> Stated exercise: Reproduce the material verbatim, beginning at the line that contains "Target: stone wall" and ending with its final line, both included.

[Start Task data]

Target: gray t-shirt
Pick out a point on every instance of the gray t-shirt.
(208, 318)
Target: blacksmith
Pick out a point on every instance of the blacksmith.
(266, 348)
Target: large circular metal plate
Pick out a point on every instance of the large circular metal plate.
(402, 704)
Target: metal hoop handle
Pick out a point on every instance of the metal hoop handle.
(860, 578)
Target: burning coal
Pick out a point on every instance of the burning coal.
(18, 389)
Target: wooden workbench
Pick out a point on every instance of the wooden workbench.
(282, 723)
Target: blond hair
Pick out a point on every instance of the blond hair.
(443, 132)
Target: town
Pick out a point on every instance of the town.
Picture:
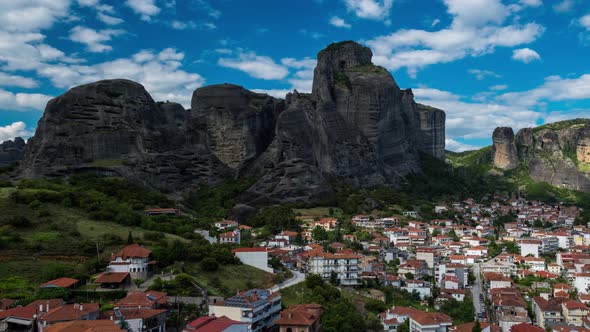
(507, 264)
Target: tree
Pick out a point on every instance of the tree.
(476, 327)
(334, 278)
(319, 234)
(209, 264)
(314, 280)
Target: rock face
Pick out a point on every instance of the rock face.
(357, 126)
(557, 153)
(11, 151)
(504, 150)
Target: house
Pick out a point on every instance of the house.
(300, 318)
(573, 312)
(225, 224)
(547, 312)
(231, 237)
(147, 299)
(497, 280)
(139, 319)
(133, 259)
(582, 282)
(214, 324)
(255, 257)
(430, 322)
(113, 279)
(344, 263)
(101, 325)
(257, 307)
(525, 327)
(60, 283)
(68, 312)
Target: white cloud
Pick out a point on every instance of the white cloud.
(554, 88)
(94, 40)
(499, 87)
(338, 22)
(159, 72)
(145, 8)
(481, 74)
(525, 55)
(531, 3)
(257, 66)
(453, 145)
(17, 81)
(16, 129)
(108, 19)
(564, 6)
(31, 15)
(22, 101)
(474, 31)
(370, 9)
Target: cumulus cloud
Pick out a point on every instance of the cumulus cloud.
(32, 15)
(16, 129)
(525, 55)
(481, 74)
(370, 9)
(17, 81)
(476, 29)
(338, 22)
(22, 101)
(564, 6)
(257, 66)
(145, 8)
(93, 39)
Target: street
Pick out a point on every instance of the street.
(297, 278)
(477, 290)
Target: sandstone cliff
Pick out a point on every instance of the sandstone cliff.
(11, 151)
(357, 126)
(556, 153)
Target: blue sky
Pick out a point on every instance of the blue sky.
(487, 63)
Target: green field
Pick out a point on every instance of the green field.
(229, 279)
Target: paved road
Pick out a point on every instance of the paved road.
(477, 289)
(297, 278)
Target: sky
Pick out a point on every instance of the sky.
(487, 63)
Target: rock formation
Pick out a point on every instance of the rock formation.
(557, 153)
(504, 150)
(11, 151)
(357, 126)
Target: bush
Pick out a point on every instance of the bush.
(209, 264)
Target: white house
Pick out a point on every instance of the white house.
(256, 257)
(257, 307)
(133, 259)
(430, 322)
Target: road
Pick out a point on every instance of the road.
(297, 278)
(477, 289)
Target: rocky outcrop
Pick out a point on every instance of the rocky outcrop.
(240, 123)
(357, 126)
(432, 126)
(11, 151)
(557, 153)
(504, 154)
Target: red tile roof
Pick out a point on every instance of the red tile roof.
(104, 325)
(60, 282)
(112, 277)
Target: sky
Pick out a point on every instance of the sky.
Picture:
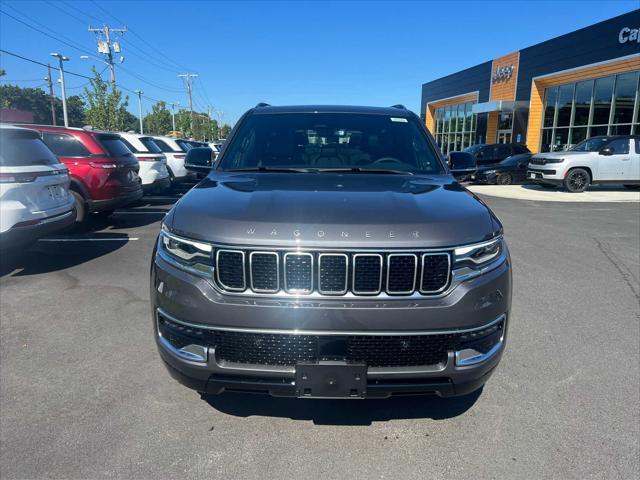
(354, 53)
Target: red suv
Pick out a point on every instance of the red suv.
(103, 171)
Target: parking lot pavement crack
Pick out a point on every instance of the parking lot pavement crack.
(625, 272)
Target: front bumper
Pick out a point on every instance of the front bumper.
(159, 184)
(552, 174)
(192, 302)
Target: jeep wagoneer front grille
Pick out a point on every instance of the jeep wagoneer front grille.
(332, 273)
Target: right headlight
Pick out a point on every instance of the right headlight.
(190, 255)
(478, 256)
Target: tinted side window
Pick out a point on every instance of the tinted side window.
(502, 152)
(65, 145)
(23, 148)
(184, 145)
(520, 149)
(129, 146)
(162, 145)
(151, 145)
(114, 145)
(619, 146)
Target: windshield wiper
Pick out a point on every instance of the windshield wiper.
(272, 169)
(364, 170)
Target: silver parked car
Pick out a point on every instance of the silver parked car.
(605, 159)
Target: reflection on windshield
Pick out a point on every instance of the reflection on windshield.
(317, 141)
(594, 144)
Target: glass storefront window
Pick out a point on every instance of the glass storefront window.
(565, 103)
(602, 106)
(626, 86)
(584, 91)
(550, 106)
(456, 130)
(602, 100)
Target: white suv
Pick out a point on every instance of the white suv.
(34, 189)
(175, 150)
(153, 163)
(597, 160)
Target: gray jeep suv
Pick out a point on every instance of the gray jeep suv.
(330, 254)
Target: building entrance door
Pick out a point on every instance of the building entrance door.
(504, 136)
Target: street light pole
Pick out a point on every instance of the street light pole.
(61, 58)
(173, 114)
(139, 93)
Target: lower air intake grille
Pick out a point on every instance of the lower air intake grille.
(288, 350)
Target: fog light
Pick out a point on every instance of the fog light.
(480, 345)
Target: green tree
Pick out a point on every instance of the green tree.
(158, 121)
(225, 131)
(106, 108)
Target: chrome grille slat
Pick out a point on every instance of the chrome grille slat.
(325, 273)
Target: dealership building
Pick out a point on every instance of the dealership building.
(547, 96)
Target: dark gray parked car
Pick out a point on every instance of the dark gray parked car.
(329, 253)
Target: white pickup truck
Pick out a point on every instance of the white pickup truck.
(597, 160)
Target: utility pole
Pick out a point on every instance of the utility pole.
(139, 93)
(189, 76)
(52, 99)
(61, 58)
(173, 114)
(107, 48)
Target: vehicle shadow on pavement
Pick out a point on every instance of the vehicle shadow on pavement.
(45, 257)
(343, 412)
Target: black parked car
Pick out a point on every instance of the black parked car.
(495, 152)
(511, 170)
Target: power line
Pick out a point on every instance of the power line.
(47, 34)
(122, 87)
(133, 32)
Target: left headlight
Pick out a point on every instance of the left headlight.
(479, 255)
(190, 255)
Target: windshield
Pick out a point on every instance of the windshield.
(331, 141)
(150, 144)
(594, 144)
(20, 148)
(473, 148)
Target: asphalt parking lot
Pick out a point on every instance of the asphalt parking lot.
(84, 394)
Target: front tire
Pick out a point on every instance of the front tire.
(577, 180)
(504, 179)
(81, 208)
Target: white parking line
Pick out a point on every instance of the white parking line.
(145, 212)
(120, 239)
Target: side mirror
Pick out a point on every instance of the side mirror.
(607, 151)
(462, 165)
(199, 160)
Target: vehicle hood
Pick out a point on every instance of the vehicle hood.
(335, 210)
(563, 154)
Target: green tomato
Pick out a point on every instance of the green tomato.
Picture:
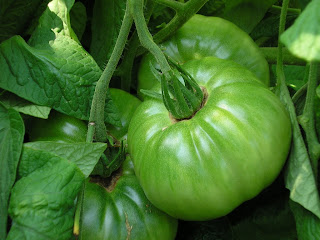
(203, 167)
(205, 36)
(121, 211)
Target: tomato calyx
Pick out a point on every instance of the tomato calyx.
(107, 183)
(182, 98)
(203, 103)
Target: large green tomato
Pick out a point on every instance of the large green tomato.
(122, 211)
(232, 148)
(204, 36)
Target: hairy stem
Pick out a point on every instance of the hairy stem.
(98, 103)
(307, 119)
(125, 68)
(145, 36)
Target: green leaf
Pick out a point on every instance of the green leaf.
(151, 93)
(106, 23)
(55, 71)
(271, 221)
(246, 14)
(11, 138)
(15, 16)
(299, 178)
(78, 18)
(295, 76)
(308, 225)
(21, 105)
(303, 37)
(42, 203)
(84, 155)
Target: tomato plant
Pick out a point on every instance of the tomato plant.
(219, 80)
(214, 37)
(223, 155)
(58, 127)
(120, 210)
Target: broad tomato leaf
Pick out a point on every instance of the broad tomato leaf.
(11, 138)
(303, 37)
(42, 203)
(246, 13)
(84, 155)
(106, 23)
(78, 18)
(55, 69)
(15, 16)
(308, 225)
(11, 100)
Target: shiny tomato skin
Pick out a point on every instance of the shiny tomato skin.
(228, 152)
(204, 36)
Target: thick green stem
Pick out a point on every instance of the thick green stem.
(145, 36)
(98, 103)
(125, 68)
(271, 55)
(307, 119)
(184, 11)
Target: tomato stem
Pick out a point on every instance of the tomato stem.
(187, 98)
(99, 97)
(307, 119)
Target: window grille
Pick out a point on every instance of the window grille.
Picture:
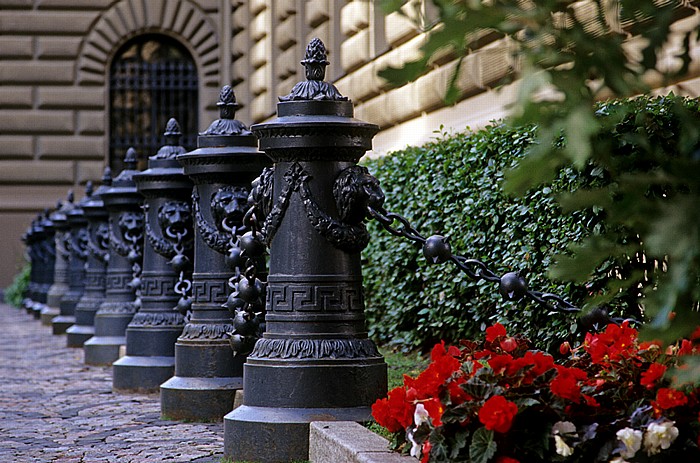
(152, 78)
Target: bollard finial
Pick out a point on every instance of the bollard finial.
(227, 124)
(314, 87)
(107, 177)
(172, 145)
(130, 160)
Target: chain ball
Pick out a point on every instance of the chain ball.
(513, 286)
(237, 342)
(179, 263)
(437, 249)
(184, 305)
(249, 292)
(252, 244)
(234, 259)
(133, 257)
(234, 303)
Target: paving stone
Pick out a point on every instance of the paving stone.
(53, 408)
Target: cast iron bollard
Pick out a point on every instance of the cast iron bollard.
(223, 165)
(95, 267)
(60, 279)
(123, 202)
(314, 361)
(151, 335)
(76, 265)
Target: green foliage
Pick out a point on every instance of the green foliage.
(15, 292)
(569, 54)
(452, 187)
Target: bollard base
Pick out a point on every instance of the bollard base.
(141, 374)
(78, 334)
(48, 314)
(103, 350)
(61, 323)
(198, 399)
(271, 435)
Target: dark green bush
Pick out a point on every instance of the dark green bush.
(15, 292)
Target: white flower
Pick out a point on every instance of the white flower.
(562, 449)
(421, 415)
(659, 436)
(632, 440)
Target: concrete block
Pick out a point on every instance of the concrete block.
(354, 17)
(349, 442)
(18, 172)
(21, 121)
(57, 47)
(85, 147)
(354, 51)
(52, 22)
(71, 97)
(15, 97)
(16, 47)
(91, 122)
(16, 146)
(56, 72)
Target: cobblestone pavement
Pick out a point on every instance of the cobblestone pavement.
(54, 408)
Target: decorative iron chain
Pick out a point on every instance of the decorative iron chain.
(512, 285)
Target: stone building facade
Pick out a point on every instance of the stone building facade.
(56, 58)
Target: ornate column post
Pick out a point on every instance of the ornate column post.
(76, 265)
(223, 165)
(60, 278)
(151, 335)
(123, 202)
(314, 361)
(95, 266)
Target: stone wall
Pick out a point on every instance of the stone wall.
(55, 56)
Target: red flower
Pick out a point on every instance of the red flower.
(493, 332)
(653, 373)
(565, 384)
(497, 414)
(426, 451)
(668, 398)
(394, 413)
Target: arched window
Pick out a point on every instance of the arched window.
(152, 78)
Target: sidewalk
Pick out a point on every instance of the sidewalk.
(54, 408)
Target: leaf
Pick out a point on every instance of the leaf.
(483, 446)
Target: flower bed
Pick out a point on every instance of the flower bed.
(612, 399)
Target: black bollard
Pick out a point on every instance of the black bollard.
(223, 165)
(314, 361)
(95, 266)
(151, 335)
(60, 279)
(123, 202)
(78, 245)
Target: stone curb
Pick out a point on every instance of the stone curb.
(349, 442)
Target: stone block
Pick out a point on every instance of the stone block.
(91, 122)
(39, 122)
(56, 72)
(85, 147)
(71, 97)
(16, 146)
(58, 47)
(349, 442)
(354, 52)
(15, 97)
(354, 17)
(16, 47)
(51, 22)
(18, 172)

[End Task data]

> Task response:
Target: stone wall
Pick out a point on every instance of the stone wall.
(55, 56)
Target: red flower
Pick out a point on every instance of the red flower.
(493, 332)
(653, 373)
(565, 384)
(497, 414)
(426, 451)
(668, 398)
(394, 413)
Target: arched window
Pick out a point on every instance of the arched window.
(152, 78)
Target: sidewalk
Pick out a point on every instance of the sidewalk.
(54, 408)
Target: leaf
Pick out a point on every instance of the leaf.
(483, 446)
Target: flower bed
Pick out a point on every instance of the flower bed.
(612, 399)
Target: black bollard
Pick out a point on every instance of the black bollard.
(223, 165)
(314, 361)
(95, 266)
(151, 335)
(60, 279)
(123, 202)
(78, 245)
Target: stone curb
Pick out a point on every instance of the stone curb.
(349, 442)
Target: stone block
Pick out a point on every instance of the stone block.
(91, 122)
(39, 122)
(56, 72)
(85, 147)
(71, 97)
(16, 146)
(58, 47)
(349, 442)
(354, 52)
(15, 97)
(354, 17)
(16, 47)
(51, 22)
(18, 172)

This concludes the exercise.